# [Obiettivo]
Copia fedelmente il passo del testo sull'olio extravergine compreso tra "Il dato – solo" e "Paesi dell’Unione Europea.", estremi inclusi.

# [Segmento del documento]
Olio extravergine, l’Italia sempre più dipendente dall’estero: solo il 45,9% è di origine nazionale

20 Giugno 2025
Olio Olio

I dati pubblicati dai Registri Telematici dell’Olio (RTO), aggiornati al 31 maggio 2025, fotografano una situazione complessa per il comparto oleario italiano: meno della metà dell’olio extravergine di oliva presente sul territorio nazionale proviene da olive coltivate in Italia.

Il dato – solo il 45,9% dell’Evo detenuto è italiano – evidenzia non solo un calo produttivo interno, ma anche una crescente dipendenza dalle importazioni, soprattutto da altri Paesi dell’Unione Europea.

Con 190.638 tonnellate di olio in giacenza – in flessione del 7% rispetto ad aprile e del 6,2% su base annua – l’intero settore risente di una congiuntura sfavorevole. Il calo coinvolge quasi tutte le categorie: -8,4% per l’extravergine, -11,9% per il lampante e -16,9% per l’olio raffinato. Fa eccezione l’olio di sansa, in aumento del 35,6%, probabilmente per effetto di una maggiore valorizzazione degli scarti nei frantoi.

# [Voci mostrate]
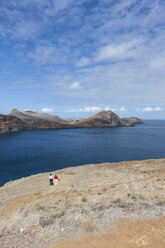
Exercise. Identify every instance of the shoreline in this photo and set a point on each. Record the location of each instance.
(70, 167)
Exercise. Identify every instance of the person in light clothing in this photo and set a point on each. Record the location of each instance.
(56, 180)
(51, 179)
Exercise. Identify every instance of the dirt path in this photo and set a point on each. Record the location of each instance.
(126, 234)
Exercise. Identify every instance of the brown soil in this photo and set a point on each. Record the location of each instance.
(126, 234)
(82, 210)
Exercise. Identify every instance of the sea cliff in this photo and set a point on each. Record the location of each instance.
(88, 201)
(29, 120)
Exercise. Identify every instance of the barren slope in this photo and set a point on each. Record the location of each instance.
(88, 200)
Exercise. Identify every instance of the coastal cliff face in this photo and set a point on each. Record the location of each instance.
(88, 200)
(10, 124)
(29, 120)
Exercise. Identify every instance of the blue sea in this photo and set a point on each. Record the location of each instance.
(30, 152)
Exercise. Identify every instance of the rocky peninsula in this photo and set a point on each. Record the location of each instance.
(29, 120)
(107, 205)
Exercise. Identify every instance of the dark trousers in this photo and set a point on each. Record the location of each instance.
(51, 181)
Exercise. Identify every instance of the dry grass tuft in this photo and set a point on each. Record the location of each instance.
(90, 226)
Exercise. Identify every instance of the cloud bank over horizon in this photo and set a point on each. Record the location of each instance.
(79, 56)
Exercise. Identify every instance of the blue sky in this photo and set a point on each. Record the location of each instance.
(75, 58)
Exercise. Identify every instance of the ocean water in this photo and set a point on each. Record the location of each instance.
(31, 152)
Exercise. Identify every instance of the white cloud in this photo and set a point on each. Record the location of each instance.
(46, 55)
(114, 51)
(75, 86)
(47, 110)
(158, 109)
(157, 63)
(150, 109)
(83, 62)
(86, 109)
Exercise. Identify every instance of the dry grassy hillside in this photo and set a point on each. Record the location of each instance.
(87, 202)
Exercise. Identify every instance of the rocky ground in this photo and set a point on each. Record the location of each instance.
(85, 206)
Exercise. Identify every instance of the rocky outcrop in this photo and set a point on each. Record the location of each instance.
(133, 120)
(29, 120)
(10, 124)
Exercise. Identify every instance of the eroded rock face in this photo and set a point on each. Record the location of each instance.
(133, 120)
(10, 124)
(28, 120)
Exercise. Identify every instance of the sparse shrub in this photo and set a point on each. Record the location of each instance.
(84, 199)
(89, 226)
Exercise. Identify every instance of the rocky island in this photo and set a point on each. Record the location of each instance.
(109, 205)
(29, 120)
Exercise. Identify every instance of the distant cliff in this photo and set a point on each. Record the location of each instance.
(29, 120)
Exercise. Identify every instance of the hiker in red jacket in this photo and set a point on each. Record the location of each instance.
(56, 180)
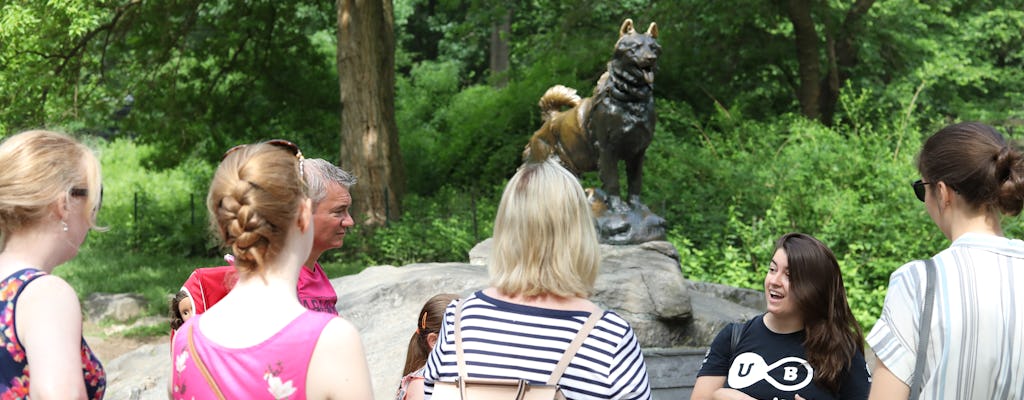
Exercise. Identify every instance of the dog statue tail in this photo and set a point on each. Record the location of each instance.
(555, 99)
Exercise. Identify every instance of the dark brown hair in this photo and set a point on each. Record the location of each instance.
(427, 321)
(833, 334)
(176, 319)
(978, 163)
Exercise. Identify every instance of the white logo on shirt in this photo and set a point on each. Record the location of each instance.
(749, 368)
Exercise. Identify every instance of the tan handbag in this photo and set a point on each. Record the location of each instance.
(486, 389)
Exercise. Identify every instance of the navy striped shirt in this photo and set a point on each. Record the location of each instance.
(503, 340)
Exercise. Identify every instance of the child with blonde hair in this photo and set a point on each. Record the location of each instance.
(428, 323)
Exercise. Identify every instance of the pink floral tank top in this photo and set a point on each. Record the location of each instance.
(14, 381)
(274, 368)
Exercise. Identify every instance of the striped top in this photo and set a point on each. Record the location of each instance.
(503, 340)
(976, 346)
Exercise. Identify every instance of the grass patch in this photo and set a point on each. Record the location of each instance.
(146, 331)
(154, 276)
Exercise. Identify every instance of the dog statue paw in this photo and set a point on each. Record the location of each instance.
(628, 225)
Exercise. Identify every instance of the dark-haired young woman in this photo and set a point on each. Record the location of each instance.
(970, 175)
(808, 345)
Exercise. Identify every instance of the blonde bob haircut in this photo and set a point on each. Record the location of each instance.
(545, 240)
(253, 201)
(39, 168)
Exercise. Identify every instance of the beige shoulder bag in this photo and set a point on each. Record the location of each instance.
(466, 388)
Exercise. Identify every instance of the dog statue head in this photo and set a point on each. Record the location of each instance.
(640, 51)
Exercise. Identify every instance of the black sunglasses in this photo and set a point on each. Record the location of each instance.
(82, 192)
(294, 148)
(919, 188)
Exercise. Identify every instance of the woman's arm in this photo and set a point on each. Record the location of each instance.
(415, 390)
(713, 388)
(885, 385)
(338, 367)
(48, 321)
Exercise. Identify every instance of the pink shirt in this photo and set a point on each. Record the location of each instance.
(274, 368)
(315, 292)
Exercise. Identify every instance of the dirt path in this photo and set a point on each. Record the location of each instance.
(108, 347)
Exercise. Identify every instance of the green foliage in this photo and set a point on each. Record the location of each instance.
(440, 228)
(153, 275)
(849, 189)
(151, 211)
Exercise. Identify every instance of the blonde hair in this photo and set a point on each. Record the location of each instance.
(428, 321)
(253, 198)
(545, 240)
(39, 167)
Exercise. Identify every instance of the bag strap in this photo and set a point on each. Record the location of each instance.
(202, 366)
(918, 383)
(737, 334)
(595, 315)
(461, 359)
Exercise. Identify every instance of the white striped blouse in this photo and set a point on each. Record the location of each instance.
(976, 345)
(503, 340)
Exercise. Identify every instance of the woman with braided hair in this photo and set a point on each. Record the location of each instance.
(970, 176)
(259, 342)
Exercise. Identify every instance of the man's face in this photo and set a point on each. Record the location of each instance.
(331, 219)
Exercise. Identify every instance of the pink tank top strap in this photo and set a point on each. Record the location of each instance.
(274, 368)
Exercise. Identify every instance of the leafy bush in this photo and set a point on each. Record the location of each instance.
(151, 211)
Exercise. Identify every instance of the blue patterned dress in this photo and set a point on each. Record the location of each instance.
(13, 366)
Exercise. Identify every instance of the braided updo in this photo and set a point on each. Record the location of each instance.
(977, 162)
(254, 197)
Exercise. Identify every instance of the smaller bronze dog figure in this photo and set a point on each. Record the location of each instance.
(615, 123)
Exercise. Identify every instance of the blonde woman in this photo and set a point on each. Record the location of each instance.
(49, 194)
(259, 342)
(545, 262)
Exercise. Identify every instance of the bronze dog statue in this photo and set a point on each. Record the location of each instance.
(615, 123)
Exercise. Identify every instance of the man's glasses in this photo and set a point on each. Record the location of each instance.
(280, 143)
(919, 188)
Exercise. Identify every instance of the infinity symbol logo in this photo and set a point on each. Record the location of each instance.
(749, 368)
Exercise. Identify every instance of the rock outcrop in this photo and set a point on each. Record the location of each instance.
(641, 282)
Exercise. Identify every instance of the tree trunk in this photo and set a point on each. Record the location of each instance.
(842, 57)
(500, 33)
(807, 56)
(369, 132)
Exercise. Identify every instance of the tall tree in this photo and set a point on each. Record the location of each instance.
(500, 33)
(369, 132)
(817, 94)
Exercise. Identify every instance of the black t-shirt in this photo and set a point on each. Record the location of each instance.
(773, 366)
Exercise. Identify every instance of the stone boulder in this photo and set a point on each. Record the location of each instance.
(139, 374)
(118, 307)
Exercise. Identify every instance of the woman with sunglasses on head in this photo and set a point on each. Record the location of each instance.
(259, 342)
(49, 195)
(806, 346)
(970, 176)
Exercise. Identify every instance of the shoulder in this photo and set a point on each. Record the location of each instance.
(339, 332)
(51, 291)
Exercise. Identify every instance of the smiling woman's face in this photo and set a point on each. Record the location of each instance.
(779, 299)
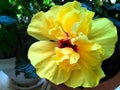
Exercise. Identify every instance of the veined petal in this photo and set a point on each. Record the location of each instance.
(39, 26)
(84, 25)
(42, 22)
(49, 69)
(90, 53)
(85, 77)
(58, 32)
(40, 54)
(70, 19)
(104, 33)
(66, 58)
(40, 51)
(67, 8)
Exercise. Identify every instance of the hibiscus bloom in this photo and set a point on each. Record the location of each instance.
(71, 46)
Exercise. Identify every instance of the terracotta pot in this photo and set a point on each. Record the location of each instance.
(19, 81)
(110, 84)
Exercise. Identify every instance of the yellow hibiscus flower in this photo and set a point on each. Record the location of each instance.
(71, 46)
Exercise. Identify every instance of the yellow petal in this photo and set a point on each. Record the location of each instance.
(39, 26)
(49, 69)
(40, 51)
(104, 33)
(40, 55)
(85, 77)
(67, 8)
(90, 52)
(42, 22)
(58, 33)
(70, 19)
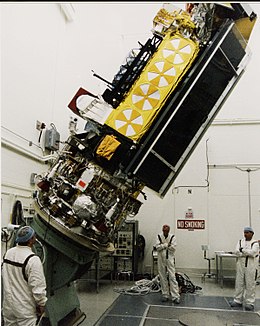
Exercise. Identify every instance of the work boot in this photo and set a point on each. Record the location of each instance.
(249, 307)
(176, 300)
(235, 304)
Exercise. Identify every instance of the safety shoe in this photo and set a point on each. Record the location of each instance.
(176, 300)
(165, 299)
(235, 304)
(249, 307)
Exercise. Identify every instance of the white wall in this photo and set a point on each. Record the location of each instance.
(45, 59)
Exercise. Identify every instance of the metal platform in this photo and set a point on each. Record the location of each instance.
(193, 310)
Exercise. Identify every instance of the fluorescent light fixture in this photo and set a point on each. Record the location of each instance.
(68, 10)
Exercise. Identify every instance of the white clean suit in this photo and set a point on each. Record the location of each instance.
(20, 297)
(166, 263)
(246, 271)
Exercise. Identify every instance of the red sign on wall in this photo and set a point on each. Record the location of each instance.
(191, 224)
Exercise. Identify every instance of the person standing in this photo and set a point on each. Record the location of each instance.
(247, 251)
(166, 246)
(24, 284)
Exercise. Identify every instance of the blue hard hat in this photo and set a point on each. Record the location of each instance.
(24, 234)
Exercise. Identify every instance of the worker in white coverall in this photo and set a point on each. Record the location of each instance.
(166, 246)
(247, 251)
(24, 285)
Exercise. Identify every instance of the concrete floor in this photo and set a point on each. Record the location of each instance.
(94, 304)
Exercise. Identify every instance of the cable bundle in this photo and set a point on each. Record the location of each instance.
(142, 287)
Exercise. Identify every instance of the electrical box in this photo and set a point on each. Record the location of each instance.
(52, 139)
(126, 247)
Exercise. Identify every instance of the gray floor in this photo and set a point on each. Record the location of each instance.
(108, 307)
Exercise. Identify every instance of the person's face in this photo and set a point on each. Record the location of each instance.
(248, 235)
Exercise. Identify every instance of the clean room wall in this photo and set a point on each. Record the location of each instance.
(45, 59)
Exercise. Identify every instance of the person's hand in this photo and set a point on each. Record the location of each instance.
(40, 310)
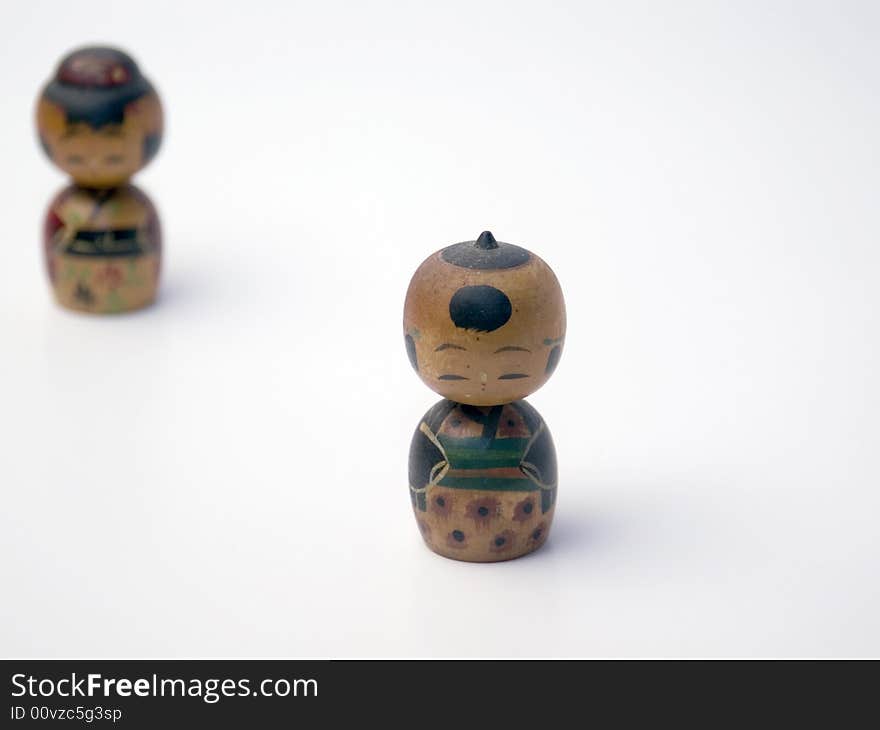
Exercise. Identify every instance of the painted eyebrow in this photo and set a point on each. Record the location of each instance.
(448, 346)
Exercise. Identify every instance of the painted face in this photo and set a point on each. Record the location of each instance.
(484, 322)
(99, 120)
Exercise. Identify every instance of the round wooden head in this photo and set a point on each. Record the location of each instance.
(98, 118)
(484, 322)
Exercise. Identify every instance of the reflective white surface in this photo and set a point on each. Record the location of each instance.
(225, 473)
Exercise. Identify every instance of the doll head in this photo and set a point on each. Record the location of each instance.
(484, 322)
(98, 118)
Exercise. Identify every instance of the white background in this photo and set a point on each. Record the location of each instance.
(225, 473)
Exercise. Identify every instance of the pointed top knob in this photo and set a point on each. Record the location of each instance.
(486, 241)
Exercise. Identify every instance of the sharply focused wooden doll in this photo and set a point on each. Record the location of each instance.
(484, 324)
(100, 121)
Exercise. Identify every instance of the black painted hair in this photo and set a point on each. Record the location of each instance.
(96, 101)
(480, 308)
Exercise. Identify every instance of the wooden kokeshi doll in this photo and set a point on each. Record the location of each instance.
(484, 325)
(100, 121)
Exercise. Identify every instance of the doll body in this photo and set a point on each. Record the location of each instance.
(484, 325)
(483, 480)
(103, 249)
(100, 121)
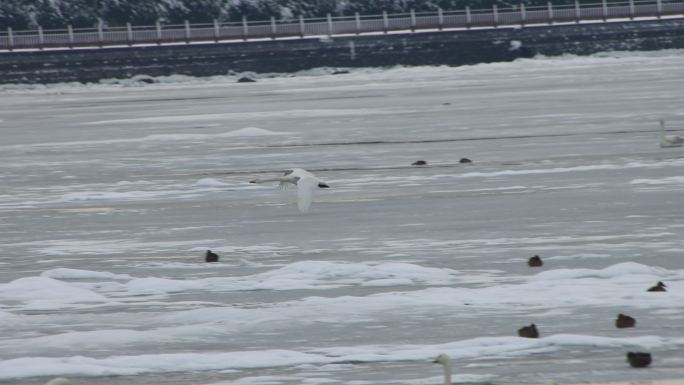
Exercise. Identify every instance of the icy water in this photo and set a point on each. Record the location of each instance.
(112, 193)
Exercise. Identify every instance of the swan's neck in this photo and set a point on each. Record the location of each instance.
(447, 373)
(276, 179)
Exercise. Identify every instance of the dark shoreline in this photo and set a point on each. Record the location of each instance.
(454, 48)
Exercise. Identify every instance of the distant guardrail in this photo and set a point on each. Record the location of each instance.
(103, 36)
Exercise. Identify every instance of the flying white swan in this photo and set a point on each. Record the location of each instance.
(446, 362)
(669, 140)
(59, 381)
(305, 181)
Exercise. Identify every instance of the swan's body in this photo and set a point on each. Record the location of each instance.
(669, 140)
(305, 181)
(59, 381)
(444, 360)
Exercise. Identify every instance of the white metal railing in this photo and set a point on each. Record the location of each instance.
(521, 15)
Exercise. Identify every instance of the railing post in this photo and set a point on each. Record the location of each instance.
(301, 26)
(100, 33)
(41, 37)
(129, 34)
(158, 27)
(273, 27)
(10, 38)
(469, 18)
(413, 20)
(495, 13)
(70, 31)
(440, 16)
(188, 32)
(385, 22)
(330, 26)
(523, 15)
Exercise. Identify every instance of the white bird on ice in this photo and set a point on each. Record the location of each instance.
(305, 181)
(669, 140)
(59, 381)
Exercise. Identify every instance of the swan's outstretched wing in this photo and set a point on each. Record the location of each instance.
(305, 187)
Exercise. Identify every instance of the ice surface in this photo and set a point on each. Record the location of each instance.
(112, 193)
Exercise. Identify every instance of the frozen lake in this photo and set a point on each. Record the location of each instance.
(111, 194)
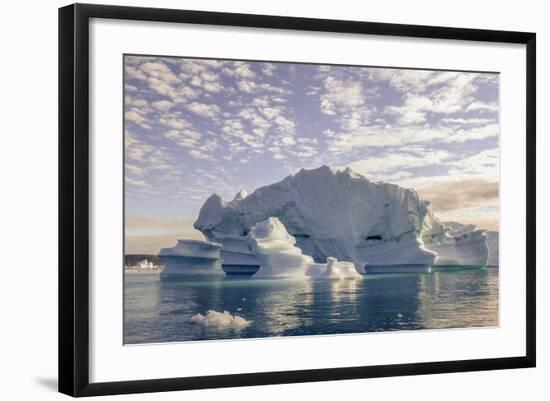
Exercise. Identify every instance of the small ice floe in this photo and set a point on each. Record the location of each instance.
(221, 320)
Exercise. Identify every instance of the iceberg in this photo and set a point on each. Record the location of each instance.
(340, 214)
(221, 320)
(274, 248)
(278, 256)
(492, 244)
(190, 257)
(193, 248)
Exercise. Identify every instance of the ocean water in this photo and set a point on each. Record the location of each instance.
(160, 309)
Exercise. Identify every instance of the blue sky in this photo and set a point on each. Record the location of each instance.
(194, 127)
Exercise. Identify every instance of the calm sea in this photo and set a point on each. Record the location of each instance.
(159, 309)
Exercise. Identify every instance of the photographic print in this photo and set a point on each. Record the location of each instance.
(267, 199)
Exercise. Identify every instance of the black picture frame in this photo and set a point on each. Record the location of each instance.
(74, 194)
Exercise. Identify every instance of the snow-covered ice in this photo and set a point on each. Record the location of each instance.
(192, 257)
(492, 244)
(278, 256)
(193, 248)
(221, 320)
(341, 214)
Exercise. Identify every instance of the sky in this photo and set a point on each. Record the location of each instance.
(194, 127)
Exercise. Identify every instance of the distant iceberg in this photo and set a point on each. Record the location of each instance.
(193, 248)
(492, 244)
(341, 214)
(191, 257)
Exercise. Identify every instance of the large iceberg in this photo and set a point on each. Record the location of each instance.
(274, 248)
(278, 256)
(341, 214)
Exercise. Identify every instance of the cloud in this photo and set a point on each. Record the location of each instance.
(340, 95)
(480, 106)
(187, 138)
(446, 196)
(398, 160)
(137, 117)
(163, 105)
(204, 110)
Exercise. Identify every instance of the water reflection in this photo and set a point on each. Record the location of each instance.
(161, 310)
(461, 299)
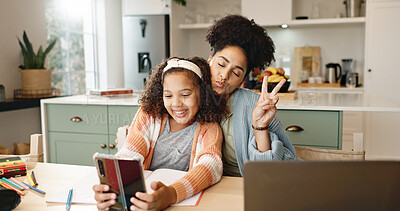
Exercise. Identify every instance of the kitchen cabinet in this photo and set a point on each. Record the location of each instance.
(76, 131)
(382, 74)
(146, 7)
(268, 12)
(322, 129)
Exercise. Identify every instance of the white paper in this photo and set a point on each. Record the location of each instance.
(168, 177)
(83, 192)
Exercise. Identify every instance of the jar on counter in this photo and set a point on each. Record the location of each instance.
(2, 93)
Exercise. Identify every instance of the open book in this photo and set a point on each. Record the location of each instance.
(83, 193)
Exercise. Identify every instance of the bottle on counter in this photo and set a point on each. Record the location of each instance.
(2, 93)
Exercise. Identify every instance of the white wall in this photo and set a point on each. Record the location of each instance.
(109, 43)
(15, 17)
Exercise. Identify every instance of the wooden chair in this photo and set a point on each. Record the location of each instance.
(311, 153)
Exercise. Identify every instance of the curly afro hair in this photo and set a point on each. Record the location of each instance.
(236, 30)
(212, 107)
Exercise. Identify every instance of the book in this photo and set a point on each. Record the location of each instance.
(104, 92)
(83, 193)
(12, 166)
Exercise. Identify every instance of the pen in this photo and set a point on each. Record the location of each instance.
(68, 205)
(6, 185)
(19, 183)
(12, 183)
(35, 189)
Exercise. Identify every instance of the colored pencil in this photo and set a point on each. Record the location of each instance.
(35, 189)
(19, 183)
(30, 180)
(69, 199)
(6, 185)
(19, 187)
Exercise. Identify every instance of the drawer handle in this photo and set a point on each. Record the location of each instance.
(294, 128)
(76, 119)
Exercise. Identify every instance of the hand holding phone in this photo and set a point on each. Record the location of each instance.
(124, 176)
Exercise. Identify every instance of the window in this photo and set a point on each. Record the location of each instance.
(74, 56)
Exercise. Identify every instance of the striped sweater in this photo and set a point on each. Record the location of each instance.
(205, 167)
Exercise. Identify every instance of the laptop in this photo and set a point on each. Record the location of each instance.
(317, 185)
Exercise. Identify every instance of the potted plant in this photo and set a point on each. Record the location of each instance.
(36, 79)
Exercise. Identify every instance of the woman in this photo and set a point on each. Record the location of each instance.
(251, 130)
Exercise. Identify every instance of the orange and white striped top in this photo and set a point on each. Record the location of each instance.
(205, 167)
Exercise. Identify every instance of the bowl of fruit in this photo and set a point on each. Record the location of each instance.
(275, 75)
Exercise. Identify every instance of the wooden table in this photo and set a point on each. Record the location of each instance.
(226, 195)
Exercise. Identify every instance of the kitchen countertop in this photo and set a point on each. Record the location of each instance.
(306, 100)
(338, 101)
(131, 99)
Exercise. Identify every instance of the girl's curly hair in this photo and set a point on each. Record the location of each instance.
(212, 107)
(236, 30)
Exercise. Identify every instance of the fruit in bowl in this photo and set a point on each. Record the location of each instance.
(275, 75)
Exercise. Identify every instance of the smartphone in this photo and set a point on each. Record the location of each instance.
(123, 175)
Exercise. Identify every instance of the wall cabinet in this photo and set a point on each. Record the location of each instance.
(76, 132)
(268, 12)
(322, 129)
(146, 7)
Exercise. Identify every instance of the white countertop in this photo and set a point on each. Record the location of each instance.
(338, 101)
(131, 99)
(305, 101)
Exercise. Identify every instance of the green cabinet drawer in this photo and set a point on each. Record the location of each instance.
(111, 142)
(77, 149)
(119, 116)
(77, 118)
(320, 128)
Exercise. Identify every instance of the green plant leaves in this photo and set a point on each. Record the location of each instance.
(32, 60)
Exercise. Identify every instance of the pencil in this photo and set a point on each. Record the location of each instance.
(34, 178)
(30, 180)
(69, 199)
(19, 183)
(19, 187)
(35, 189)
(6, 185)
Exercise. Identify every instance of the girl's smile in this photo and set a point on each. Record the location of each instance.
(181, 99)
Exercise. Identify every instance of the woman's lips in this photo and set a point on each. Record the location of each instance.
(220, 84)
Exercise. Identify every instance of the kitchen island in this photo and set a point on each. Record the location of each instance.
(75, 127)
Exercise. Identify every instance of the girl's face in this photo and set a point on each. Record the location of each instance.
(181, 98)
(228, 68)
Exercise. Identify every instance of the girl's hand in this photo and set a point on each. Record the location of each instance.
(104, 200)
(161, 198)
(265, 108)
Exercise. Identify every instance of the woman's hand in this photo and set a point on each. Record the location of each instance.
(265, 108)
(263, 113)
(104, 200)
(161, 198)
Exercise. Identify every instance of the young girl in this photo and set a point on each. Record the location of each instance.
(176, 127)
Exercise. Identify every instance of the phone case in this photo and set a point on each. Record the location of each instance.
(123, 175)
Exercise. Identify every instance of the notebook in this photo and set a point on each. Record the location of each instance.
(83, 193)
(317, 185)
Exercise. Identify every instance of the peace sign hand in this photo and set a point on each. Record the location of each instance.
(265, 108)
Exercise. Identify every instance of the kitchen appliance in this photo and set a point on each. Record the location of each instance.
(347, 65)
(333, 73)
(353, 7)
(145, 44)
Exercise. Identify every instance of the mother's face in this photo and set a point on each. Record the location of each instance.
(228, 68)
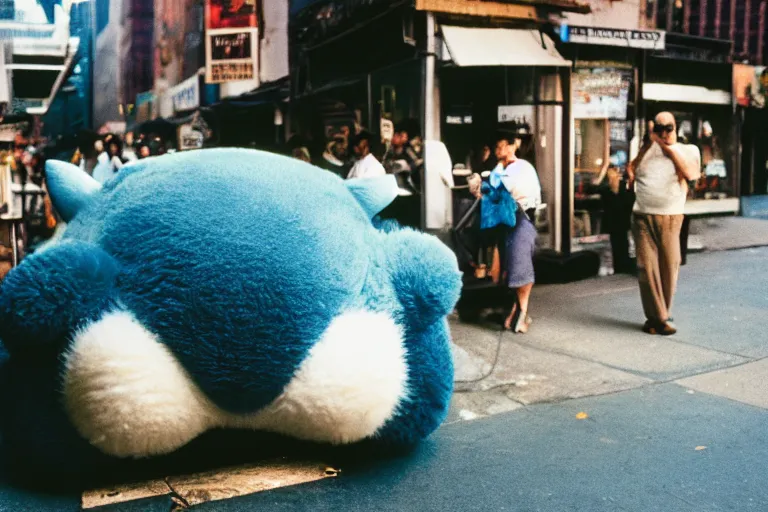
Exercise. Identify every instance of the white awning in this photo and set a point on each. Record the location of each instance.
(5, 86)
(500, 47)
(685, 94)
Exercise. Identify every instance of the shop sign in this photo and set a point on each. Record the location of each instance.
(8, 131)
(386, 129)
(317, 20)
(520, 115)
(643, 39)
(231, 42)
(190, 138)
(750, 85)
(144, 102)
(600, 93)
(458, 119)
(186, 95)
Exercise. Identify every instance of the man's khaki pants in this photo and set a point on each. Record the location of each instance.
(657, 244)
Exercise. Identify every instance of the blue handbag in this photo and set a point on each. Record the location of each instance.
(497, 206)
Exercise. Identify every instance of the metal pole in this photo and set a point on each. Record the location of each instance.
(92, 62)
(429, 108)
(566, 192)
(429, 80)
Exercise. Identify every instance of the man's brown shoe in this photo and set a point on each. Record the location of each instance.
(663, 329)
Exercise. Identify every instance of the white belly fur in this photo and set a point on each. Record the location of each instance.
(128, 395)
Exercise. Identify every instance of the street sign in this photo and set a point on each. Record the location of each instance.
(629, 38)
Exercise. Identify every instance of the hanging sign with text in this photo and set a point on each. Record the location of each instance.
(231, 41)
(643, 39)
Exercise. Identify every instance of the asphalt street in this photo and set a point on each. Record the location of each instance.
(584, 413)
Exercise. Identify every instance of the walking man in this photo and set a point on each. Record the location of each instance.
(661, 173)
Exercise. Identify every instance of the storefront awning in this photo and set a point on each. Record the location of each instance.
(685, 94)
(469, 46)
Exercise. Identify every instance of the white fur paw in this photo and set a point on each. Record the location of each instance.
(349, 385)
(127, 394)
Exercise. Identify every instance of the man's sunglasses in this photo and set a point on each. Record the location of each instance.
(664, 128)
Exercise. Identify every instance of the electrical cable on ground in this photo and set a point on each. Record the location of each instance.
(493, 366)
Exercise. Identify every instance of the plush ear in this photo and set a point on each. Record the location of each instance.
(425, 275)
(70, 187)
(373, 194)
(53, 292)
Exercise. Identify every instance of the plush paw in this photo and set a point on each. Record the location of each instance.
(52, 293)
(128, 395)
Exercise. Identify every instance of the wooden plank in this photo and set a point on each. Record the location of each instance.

# [Esercizio svolto]
Il dato – solo il 45,9% dell’Evo detenuto è italiano – evidenzia non solo un calo produttivo interno, ma anche una crescente dipendenza dalle importazioni, soprattutto da altri Paesi dell’Unione Europea.